▶ _Passage du texte_:
______________________________

Aussi vite que possible, aussi lentement que nécessaire

Avant-hier soir, je ronchonnais ferme pendant mon appel vidéo avec Chouchou:
– Tu te rend compte que maintenant, je dois organiser un déménagement international doublé d’un déménagement local, sans aucune perspective de voyage pour me servir de carotte? Pendant un an à vue de nez, tout mon temps libre et tout mon argent vont être consacrés à des trucs hyper stressants, et je ne pourrai même pas tenir bon en pensant aux prochaines vacances. J’en déprime d’avance.

______________________________

▶ _Informations_:

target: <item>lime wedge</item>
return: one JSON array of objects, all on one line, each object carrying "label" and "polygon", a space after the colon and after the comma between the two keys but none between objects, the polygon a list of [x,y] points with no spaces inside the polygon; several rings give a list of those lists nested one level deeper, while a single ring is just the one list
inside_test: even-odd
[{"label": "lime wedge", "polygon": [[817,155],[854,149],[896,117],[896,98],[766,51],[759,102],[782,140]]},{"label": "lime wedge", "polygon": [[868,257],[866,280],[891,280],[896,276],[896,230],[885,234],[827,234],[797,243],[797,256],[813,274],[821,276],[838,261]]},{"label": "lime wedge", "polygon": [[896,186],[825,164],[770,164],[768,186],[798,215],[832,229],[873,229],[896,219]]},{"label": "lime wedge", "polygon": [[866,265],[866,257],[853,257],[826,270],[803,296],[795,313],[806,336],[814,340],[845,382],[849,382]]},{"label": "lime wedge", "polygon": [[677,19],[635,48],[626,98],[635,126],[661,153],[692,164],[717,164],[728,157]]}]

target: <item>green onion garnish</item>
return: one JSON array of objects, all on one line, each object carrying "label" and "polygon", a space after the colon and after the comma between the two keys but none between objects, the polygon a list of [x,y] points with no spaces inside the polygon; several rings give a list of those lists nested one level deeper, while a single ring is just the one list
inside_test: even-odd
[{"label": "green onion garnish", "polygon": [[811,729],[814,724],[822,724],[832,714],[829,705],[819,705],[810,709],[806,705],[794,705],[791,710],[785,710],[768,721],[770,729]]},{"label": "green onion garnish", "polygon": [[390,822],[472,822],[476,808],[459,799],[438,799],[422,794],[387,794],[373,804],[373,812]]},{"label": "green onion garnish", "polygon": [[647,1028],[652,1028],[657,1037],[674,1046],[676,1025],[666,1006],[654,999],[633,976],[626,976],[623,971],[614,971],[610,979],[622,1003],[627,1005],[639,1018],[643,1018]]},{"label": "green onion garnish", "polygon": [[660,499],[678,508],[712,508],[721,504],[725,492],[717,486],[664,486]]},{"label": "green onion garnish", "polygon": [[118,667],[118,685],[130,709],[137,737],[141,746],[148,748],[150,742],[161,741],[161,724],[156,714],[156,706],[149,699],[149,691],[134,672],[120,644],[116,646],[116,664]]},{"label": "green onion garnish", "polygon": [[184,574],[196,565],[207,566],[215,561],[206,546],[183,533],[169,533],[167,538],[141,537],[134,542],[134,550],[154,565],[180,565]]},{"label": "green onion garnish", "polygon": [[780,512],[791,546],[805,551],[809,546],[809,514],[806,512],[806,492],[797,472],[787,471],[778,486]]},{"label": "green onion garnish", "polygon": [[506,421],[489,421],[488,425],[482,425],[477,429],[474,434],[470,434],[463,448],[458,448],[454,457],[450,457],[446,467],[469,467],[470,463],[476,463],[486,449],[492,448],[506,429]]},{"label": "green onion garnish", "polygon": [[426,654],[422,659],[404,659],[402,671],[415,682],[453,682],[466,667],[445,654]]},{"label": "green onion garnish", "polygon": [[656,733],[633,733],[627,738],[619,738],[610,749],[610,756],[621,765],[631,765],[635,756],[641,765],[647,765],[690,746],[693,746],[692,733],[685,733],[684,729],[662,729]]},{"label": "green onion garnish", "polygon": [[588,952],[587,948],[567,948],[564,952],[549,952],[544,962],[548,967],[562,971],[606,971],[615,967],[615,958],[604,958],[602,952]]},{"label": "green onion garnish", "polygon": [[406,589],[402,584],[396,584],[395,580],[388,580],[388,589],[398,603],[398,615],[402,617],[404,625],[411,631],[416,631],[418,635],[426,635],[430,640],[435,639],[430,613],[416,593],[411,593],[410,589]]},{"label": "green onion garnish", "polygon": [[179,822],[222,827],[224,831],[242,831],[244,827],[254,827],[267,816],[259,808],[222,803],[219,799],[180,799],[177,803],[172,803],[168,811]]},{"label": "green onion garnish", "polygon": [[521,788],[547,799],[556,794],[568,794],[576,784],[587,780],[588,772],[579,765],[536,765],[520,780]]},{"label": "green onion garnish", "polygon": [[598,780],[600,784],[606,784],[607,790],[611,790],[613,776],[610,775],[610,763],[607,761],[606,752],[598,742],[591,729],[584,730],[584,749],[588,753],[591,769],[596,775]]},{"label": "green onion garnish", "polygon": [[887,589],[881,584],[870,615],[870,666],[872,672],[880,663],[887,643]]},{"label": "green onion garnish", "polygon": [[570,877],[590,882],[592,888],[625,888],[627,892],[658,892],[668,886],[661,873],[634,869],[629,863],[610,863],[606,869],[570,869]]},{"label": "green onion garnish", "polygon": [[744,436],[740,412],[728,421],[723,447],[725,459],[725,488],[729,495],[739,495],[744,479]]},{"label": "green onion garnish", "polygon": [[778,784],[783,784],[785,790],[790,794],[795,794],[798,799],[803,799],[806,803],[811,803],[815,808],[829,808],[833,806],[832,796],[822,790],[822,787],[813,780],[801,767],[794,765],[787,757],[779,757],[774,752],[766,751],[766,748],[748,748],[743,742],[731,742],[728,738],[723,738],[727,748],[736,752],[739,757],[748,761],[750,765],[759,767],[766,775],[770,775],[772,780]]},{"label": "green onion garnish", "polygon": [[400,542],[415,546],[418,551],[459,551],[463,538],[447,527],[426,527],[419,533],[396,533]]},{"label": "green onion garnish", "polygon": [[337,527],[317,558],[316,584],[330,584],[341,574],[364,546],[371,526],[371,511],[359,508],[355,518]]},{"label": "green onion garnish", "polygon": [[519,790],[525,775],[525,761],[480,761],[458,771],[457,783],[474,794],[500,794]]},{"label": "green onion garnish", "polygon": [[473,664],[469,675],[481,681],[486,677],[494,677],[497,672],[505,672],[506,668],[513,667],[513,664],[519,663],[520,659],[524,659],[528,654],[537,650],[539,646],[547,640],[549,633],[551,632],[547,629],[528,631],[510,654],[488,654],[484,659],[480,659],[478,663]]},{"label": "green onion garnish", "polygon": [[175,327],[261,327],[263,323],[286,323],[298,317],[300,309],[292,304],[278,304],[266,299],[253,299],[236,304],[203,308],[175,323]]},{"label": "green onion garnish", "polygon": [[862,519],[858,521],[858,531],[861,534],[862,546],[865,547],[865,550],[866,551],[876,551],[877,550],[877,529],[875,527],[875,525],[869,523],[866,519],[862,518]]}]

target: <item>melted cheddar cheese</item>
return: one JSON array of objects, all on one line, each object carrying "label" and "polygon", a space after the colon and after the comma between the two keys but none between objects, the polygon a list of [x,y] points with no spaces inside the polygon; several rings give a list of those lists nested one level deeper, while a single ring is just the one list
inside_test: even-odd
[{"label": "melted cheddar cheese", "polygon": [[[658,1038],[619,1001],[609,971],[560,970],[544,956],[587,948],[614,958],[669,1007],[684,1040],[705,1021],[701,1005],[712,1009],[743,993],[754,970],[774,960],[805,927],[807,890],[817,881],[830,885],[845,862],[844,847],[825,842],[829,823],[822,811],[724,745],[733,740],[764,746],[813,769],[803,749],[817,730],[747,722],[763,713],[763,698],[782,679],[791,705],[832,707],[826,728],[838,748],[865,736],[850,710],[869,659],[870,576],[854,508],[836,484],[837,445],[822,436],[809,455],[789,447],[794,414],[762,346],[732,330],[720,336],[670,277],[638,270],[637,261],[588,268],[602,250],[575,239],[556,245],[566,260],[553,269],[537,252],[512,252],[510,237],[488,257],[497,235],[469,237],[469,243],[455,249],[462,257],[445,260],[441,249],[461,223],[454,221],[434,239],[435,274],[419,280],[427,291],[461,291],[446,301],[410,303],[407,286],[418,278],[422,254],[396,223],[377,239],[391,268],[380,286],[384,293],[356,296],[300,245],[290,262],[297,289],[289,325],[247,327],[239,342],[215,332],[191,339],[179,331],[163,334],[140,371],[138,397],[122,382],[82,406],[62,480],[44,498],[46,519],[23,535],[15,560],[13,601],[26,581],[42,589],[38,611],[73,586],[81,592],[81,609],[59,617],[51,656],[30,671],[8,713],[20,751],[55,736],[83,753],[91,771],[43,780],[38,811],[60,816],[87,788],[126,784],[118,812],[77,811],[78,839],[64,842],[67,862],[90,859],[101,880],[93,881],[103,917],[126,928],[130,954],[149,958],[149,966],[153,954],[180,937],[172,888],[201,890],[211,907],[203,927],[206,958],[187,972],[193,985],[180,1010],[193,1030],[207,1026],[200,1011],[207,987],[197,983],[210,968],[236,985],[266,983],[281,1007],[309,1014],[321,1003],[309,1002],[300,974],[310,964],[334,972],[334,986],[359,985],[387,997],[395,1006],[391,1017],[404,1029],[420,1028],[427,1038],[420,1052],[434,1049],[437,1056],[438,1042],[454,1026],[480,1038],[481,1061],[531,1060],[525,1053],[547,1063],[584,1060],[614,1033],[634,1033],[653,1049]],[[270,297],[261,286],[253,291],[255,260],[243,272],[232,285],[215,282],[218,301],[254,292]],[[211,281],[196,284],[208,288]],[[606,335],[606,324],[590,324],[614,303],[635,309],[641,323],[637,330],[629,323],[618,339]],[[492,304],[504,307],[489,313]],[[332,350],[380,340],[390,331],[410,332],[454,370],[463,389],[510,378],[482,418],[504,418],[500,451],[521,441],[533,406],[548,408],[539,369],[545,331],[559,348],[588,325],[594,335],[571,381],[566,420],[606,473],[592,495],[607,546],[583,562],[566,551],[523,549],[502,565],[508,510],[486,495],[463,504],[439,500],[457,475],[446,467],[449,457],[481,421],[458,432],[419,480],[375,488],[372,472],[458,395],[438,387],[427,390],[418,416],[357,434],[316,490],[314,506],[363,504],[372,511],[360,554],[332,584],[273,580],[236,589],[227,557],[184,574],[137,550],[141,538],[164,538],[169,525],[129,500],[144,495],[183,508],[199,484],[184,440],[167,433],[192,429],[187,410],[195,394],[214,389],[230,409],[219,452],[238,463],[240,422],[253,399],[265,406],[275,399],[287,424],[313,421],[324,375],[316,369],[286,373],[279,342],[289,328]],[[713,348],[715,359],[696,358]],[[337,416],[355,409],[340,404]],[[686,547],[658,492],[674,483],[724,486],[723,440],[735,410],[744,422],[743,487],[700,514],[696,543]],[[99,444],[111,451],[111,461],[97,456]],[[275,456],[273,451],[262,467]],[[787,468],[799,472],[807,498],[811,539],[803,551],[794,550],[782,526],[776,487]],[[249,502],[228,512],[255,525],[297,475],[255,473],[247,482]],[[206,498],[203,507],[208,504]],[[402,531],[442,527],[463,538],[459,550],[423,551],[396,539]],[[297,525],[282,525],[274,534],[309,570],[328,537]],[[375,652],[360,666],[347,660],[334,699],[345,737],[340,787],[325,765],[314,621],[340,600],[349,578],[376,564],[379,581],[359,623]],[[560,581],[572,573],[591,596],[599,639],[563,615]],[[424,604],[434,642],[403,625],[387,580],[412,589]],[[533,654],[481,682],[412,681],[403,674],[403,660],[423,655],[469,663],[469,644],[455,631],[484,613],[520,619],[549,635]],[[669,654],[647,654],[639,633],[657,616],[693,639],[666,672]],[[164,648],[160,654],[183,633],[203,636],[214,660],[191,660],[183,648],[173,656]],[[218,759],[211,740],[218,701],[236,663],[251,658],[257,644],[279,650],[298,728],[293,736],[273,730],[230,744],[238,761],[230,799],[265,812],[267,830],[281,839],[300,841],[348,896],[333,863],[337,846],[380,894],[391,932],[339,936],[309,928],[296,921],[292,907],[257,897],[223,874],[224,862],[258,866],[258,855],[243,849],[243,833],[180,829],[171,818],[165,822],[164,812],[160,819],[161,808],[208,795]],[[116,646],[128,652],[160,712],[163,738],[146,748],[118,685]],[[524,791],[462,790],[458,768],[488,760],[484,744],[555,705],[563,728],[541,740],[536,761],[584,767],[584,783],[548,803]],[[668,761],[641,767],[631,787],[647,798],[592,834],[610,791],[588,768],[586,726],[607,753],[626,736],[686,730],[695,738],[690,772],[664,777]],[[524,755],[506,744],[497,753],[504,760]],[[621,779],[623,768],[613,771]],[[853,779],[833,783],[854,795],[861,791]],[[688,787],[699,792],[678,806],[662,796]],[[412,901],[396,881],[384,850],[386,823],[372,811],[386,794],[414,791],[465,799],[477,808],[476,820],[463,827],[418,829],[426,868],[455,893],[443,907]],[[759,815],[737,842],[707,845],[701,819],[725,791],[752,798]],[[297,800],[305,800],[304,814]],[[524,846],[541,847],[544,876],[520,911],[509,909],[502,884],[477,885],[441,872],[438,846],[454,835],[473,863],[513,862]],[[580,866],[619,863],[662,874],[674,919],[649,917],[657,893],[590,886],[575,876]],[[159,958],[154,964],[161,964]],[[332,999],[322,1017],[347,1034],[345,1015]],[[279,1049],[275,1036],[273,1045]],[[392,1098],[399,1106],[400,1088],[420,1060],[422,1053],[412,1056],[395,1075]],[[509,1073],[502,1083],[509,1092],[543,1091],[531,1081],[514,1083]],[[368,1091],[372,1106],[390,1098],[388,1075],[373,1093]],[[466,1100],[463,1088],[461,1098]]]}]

______________________________

▶ _Détails de l'exercice_:
Poursuivez le récit sur le déménagement à partir de l'endroit où il s'arrête. La liste ne joue aucun rôle ici.

▶ _Réponse attendue_:
Quand j’ai pris, courant janvier, la décision de larguer l’appartement de Monpatelin pour aller m’installer officiellement à Bruxelles avec Chouchou, j’étais un peu triste et anxieuse, mais aussi très soulagée à l’idée de me simplifier la vie… à long terme. Sur le court terme, je me doutais du bazar que ça allait engendrer: les multiples démarches administratives à effectuer, les prises de tête qu’elles allaient engendrer, les décisions anxiogènes que je devrais prendre, les problèmes matériels qu’il faudrait gérer… Mais je me disais que j’allais faire ça à mon rythme, en rechargeant périodiquement mes batteries lors des voyages que nous avions prévus: le road trip écossais pour les 50 ans de Chouchou, une escapade londonienne cet été, peut-être un city trip européen pendant l’automne, puis de nouveau Singapour pour mes 50 ans en mars prochain. L’objectif était d’être officiellement résidente en Belgique fin 2021. Pas d’urgence et un minimum de stress.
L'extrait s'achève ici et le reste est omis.